* SOURCE DATA:
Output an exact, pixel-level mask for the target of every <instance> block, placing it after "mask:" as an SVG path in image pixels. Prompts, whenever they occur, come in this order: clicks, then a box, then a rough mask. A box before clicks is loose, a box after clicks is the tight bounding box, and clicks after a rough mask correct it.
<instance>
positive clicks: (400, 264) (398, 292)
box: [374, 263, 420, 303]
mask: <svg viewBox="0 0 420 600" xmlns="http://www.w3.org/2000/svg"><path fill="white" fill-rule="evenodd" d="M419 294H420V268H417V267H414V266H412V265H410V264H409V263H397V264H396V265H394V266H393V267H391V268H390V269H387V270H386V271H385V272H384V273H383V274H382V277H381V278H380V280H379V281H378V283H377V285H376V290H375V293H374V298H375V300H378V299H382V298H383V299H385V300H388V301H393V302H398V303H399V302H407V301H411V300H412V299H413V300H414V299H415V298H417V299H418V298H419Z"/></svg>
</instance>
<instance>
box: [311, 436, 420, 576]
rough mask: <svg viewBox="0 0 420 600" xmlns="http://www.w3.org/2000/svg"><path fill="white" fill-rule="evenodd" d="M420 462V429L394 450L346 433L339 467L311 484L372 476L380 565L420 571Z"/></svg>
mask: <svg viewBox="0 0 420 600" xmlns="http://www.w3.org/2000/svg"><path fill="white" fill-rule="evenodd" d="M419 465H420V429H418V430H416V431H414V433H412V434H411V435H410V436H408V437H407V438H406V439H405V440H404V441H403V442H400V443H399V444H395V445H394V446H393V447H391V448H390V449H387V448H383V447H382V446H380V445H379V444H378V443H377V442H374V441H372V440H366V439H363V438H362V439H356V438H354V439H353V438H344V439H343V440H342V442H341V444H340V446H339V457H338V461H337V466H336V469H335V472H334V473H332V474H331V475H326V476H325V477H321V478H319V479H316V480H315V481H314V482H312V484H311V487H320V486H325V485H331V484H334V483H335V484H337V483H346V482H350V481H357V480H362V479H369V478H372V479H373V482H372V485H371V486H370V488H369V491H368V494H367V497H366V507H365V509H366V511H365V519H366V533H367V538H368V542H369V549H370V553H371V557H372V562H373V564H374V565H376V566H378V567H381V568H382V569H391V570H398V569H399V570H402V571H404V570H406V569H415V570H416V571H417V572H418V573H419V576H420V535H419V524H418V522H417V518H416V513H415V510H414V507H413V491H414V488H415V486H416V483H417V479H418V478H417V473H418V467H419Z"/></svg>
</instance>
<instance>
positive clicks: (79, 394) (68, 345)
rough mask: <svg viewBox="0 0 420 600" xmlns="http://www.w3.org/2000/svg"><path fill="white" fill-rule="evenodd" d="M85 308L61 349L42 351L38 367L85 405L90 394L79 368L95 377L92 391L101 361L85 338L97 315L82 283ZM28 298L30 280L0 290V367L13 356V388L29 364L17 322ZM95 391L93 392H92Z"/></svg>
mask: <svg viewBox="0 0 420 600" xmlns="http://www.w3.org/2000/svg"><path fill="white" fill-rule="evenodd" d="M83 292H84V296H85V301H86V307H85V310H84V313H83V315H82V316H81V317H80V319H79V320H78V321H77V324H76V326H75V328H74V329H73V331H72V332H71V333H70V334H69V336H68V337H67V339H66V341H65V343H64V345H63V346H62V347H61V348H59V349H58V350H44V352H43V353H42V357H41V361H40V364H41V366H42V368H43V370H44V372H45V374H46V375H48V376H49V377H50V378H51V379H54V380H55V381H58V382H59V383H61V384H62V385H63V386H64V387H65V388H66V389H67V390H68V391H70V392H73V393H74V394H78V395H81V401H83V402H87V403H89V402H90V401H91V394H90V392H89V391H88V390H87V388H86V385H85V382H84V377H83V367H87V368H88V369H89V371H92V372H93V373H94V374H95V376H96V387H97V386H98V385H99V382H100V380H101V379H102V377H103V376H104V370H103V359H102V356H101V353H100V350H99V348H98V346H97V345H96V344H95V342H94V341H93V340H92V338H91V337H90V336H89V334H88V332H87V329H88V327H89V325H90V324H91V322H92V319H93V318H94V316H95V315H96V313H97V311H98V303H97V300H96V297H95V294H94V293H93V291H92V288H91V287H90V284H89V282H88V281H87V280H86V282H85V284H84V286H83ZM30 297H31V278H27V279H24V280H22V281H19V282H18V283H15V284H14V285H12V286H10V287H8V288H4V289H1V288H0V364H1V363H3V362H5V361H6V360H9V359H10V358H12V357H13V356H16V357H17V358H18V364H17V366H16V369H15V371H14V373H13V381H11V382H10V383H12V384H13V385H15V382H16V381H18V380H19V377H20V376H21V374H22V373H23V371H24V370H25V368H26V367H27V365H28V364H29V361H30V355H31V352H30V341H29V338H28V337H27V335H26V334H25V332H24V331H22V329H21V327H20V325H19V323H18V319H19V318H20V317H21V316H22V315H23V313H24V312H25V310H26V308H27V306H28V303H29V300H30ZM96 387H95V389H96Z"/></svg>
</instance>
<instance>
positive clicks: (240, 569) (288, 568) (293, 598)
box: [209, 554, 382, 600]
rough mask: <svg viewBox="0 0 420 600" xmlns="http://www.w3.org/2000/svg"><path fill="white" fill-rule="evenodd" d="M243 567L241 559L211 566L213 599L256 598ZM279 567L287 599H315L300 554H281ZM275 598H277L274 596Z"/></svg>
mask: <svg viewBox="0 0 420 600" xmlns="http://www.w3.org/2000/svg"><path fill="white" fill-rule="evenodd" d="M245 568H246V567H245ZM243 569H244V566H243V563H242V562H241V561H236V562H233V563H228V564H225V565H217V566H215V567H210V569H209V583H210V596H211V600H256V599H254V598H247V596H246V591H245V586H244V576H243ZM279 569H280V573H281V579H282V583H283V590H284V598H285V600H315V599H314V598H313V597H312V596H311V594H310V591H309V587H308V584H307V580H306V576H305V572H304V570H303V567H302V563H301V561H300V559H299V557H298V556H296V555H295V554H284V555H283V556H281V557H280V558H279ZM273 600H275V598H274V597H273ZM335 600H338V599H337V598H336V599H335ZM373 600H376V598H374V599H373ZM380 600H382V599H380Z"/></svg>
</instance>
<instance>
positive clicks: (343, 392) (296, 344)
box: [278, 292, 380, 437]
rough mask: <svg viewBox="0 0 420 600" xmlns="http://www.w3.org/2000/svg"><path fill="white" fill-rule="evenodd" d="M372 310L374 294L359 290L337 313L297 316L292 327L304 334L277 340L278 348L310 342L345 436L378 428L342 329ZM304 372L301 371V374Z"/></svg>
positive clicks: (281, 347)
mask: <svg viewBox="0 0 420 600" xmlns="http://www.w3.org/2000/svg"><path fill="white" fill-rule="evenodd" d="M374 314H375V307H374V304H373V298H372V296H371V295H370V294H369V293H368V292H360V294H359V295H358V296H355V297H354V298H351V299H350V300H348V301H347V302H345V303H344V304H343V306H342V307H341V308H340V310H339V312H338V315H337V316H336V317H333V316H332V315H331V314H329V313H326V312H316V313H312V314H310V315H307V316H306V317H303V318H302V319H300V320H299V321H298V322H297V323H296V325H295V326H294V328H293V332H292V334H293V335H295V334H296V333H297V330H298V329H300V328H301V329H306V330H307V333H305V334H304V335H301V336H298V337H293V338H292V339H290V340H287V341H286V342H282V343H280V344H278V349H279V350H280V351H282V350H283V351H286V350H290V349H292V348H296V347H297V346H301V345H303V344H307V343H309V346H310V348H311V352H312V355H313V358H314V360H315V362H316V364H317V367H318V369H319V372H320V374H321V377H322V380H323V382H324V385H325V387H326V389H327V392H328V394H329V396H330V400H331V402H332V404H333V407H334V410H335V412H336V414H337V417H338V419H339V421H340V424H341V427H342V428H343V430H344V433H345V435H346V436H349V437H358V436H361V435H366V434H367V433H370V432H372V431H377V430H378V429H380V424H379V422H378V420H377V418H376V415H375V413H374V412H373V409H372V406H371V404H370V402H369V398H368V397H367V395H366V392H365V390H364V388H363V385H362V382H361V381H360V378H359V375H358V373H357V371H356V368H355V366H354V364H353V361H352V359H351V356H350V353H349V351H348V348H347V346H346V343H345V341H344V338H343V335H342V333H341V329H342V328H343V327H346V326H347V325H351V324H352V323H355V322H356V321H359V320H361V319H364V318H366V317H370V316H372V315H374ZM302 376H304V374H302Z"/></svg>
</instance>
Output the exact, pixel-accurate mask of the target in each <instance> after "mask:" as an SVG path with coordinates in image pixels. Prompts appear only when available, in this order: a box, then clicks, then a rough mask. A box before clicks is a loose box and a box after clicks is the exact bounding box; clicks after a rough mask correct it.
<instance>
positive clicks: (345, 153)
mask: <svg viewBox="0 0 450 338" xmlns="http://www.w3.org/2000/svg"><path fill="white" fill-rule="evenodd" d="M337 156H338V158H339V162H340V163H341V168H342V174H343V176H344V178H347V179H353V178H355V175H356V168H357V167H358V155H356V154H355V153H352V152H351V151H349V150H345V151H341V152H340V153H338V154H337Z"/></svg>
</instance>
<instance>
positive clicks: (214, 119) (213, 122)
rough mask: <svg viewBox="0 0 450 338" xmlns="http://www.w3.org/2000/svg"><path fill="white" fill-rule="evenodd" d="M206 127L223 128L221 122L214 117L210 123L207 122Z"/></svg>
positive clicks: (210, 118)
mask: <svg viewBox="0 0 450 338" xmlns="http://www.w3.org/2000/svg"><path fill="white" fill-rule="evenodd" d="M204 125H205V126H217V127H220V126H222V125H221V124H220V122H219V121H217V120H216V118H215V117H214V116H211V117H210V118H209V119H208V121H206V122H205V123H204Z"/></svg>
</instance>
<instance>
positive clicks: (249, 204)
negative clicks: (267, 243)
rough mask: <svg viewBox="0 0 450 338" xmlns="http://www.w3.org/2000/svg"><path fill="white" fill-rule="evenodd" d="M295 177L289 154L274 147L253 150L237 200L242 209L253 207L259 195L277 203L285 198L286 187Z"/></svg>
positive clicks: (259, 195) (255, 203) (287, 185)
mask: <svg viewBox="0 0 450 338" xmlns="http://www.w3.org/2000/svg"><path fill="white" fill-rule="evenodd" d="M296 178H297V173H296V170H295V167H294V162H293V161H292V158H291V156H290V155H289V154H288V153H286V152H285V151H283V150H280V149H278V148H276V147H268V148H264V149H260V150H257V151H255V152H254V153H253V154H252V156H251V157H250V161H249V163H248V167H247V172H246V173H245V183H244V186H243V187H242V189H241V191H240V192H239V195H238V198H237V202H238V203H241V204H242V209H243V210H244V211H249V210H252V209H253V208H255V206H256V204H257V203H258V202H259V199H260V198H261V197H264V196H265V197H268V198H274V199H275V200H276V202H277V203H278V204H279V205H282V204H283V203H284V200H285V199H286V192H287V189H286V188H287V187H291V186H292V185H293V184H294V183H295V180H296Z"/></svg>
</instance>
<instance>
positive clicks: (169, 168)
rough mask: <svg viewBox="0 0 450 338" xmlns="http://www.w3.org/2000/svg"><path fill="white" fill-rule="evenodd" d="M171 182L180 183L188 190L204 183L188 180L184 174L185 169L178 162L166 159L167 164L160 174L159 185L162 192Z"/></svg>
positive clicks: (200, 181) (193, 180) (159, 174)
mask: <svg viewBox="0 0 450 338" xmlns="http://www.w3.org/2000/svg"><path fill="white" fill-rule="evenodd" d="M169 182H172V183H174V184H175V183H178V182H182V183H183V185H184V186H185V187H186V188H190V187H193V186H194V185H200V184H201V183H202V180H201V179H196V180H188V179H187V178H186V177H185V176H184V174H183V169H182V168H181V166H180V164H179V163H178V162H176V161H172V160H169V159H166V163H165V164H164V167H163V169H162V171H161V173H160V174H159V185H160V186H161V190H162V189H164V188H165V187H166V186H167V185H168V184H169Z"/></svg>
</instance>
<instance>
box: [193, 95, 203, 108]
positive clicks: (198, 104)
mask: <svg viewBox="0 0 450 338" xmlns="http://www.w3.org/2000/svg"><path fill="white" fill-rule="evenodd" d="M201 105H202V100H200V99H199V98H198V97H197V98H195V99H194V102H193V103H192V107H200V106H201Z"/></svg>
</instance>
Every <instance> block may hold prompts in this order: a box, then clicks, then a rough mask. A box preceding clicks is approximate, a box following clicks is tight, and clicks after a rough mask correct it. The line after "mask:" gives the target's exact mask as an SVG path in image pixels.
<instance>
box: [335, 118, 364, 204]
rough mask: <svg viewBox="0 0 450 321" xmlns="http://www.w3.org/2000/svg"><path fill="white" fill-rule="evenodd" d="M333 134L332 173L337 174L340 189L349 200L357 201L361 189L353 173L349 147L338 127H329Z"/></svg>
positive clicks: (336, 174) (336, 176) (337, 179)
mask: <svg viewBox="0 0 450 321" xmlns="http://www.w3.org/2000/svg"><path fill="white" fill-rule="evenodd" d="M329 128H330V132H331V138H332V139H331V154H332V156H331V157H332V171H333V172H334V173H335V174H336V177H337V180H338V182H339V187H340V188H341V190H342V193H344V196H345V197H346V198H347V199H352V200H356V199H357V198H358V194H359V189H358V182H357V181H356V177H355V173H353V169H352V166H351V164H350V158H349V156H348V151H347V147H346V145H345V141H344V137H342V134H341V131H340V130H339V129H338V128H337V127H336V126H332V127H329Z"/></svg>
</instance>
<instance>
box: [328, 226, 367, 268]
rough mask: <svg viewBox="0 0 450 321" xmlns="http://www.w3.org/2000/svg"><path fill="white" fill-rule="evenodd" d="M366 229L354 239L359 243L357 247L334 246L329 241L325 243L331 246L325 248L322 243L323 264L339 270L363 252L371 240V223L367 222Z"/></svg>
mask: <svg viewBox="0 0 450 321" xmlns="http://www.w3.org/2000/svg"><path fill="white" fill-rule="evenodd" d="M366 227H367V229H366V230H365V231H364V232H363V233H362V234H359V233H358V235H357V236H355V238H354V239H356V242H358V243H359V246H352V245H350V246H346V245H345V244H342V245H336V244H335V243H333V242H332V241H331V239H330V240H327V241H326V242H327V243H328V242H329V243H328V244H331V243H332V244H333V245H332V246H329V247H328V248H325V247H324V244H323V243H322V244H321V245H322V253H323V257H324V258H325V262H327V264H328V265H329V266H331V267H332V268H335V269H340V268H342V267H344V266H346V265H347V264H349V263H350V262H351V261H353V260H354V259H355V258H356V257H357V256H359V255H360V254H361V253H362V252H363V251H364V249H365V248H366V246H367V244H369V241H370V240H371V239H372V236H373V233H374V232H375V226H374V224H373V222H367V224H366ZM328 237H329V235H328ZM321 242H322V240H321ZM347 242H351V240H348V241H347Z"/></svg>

* BRIEF: Identify every line in the records above that contains the word "gives", and copy each of those lines in full. Case counts.

* ANSWER FOR THIS EXERCISE:
Every <instance> block may hold prompts in this order: a box, then clicks, then a rough mask. A box preceding clicks is approximate, a box following clicks is tight, and clicks after a rough mask correct it. The line after "mask:" gives the target's exact mask as an SVG path in image pixels.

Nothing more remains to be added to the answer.